YOUR GOAL:
Output the material below as a JSON list of strings, one string per line, starting at the line that contains "Please indicate the white bicycle" and continuing through the final line of the material, with both of those lines included. Leave out any blank lines.

INPUT MATERIAL:
+ + + + + + +

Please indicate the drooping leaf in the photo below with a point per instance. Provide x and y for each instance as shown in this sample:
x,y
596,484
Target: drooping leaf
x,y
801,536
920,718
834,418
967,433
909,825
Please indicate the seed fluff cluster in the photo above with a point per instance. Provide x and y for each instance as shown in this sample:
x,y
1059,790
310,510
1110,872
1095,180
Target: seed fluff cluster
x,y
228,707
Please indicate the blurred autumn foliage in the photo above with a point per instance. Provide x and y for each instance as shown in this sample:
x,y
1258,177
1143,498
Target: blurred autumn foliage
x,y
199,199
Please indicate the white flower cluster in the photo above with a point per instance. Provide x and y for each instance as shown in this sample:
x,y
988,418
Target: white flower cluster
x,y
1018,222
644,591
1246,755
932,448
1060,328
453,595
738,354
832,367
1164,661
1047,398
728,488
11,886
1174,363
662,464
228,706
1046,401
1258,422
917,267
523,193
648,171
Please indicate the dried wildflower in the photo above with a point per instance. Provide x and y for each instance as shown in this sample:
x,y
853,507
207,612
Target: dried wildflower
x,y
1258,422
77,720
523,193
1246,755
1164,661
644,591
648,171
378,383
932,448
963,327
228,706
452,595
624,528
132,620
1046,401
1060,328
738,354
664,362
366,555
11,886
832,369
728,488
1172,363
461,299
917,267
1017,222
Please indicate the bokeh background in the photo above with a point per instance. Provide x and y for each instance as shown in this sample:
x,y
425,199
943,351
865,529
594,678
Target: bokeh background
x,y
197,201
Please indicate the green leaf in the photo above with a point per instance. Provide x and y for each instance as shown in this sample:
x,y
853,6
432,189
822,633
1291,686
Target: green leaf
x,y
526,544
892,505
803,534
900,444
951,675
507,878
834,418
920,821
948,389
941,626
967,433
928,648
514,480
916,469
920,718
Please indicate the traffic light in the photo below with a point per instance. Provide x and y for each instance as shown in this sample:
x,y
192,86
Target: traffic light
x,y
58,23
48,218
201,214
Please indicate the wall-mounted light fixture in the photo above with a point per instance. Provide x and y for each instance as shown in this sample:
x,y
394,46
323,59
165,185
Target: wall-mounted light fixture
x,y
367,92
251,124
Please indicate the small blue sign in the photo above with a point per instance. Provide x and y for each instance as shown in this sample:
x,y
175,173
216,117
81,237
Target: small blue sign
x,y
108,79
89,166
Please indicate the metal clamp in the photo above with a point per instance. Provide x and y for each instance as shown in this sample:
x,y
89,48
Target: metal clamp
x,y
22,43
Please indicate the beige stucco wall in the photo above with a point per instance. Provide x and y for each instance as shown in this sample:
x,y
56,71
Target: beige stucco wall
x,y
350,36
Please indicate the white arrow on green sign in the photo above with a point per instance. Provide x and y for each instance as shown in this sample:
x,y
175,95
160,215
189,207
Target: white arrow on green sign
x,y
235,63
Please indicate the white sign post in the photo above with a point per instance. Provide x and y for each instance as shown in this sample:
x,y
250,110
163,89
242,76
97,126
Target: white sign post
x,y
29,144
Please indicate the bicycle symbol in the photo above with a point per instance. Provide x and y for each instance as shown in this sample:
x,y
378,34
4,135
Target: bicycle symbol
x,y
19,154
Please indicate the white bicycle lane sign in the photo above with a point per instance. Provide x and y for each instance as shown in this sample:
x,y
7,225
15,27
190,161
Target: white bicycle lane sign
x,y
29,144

+ + + + + + +

RESPONSE TO THIS TASK:
[
  "Please indicate the white bicycle lane sign in the photo above with a point per instance. Provide x and y for each instance as shown in this sample:",
  "x,y",
  "7,225",
  "15,27",
  "190,161",
  "Target: white bicycle lane sign",
  "x,y",
  "29,144"
]